> _SHORT TASK_
Copy the following lines exactly as they appear, all of them from start to finish.

> _Dataset excerpt_
--------
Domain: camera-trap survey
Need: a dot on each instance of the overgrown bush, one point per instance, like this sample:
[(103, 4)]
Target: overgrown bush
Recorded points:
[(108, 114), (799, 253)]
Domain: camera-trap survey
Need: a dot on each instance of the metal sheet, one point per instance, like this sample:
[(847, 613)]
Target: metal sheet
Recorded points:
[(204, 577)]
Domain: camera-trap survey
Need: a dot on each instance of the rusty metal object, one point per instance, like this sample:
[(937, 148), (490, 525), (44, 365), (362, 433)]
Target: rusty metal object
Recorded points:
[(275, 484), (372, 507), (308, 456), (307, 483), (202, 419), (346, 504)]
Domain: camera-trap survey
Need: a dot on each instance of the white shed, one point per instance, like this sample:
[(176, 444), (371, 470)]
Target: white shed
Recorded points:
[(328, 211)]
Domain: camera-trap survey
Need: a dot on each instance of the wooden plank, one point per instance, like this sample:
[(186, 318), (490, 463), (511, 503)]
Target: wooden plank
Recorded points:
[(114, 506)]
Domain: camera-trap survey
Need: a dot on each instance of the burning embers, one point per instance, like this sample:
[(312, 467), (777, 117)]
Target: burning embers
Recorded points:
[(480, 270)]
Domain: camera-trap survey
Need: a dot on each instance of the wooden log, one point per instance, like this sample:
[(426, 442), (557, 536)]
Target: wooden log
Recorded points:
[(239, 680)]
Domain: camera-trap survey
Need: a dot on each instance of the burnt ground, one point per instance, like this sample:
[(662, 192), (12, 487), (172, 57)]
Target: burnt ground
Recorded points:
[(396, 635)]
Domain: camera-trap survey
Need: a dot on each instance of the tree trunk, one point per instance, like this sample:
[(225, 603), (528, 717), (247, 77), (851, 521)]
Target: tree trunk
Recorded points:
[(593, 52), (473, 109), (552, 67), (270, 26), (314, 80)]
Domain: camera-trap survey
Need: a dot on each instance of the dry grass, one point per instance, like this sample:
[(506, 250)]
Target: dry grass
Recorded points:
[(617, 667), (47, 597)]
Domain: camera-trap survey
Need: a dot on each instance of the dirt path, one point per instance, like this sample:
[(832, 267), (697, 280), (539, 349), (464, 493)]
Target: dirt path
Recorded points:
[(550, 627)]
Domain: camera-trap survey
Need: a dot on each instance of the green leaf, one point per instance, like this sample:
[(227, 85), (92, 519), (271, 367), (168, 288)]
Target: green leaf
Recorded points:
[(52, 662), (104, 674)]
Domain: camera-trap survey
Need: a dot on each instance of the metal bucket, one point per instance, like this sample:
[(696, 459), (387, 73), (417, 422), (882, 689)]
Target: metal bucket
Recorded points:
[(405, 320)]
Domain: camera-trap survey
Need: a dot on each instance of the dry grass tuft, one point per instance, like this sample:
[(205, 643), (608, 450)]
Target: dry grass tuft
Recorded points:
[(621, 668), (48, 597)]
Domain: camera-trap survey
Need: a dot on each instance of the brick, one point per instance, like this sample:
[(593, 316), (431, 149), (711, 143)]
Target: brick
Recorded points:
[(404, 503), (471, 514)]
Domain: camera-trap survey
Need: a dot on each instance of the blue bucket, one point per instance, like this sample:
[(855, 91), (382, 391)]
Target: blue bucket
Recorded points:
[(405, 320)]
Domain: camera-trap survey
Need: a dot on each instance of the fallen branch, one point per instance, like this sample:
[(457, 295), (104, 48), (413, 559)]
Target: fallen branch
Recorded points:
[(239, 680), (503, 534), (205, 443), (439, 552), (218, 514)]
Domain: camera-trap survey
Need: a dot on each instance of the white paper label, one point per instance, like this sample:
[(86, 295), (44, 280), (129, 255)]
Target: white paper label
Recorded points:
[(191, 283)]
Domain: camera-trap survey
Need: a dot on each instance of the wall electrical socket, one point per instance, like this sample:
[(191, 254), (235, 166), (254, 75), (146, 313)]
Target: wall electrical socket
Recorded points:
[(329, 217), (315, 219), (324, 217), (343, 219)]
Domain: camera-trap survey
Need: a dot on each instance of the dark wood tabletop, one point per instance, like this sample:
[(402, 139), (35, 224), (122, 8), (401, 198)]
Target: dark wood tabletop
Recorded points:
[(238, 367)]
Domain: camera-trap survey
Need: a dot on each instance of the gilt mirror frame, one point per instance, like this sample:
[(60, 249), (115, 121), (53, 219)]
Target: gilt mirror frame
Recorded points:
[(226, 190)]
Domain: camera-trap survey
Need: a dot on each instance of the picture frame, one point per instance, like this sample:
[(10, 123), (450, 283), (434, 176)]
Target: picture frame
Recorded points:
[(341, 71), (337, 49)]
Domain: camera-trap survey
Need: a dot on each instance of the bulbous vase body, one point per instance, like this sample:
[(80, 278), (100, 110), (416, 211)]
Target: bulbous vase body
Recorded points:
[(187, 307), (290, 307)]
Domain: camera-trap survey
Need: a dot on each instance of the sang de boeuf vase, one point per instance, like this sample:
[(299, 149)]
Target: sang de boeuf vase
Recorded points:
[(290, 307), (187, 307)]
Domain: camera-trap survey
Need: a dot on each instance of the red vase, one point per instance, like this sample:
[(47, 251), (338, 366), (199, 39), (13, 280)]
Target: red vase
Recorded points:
--------
> _FULL ANSWER_
Domain: camera-trap survey
Need: a dot on each instance of the overgrown bush, one point per instance, like this sample:
[(103, 4)]
Target: overgrown bush
Recorded points:
[(108, 114), (799, 253)]
Domain: camera-trap survey
Need: a dot on each instance of the metal sheet, one point per instance, like this sample:
[(847, 613)]
Target: metal sheet
Recorded points:
[(204, 577)]
Domain: camera-trap survey
Need: a dot on each instance of the rusty metal object, one point per instance, like this sample:
[(937, 148), (490, 525), (44, 365), (362, 433)]
Target: rusty metal object
Recorded points:
[(275, 484), (372, 507), (308, 456), (307, 483), (202, 419), (346, 504)]
Domain: camera-trap survey
Need: a dot on each instance of the white shed, one point per instance, like this sample:
[(176, 444), (371, 470)]
Target: white shed
Recorded points:
[(328, 211)]
Domain: camera-trap survey
Need: a dot on each instance of the wooden plank, one point per instance, like this sample:
[(186, 318), (490, 463), (511, 503)]
Target: wooden plank
Recorded points:
[(114, 506)]
Domain: camera-trap survey
Need: a dot on each instance of the burning embers, one point per instance, like this sample:
[(312, 467), (777, 117)]
Target: burning embers
Recorded points:
[(480, 270)]
Domain: camera-trap survey
Need: a dot on each instance of the wooden log, one point per instance, like this sample:
[(426, 442), (557, 536)]
Target: wooden log
Recorded points:
[(239, 680)]
Domain: camera-trap survey
Need: a dot on each instance of the burnt ground, one point per instance, like this sample:
[(662, 192), (12, 487), (172, 57)]
Target: burnt ground
Recorded points:
[(396, 635)]
Domain: camera-trap survey
Need: a dot on each instance of the tree trunk, one point per instance, like this sample:
[(225, 603), (528, 717), (247, 77), (851, 521)]
Target: tree trunk
Recorded points:
[(593, 52), (473, 109), (552, 67), (270, 26), (314, 80)]
Domain: camera-trap survey
Need: a dot on each instance of the dry grass, one point per instance, like this sample:
[(506, 250)]
Target: dry grass
Recorded points:
[(617, 667), (47, 597)]
Domain: camera-trap survey
Need: a dot on each instance of the dirt path, one point per instance, like this sample:
[(832, 267), (697, 280), (539, 349), (464, 493)]
Target: dirt path
Recorded points:
[(550, 627)]
Domain: camera-trap survey
Need: a dot on each instance of the green leaf, one point per instance, like this sample:
[(227, 85), (92, 519), (271, 367), (168, 288)]
Target: green leaf
Recorded points:
[(52, 662), (104, 674)]
Domain: camera-trap survey
Need: a dot on each instance of the metal bucket, one point per instance, like this sample:
[(696, 459), (387, 73), (417, 422), (882, 689)]
Target: metal bucket
Recorded points:
[(405, 320)]
Domain: camera-trap survey
Need: a dot on each instance of the dry grass tuft, one point per instance, like this sample:
[(205, 643), (608, 450)]
Target: dry grass tuft
Recorded points:
[(621, 668), (48, 597)]
Domain: camera-trap survey
Need: a dot on each instance of the brick, one point per instance, like this sample:
[(593, 316), (431, 149), (711, 143)]
Target: brick
Recorded points:
[(404, 503), (471, 514)]
Domain: camera-trap survey
Need: a dot on each instance of the blue bucket, one point per instance, like this sample:
[(855, 91), (382, 391)]
Target: blue bucket
Recorded points:
[(405, 320)]
Domain: camera-trap survey
Need: a dot on each instance of the fallen branch, one point per instance, like this sample:
[(457, 295), (104, 48), (413, 559)]
Target: fallen branch
Recorded points:
[(239, 680), (503, 534), (205, 443), (439, 552), (218, 514)]
Domain: camera-trap survey
Need: a dot on each instance of the white paper label, one point per instance, like this sample:
[(86, 295), (44, 280), (129, 255)]
Target: white paper label
Recorded points:
[(191, 283)]
Domain: camera-trap survey
Need: a dot on each instance of the wall electrical socket, one point per instance, like this sample:
[(191, 254), (235, 166), (254, 75), (146, 313)]
Target: wall electrical socket
Recorded points:
[(329, 217), (315, 219), (324, 217), (343, 219)]
Domain: camera-trap survey
Need: a dot on each instance of the dark wood tabletop, one point per instance, like this sample:
[(402, 139), (35, 224), (122, 8), (401, 198)]
Target: dark wood tabletop
Recorded points:
[(238, 367)]
Domain: camera-trap survey
Need: a dot on each instance of the gilt mirror frame, one point per instance, like this sample:
[(60, 249), (115, 121), (53, 219)]
Target: gilt mirror frame
Recorded points:
[(226, 190)]
Domain: camera-trap survey
Need: a dot on each instance of the picture frame, one point per instance, like this sample:
[(10, 123), (450, 283), (434, 176)]
Target: picture frame
Recorded points:
[(341, 71), (337, 49)]
Domain: camera-trap survey
Need: a dot on each instance of the bulbous vase body, one point per instance, like this sample:
[(80, 278), (100, 110), (416, 211)]
Target: bulbous vase body
Recorded points:
[(187, 307), (290, 307)]
Domain: camera-trap survey
Need: a dot on each instance of the sang de boeuf vase, one point per instance, like this sample:
[(299, 149)]
Target: sang de boeuf vase
Recorded points:
[(290, 307), (187, 307)]
Domain: camera-trap survey
Need: a dot on each instance of the red vase, one point per instance, like this sample:
[(47, 251), (338, 366), (199, 39), (13, 280)]
Target: red vase
Recorded points:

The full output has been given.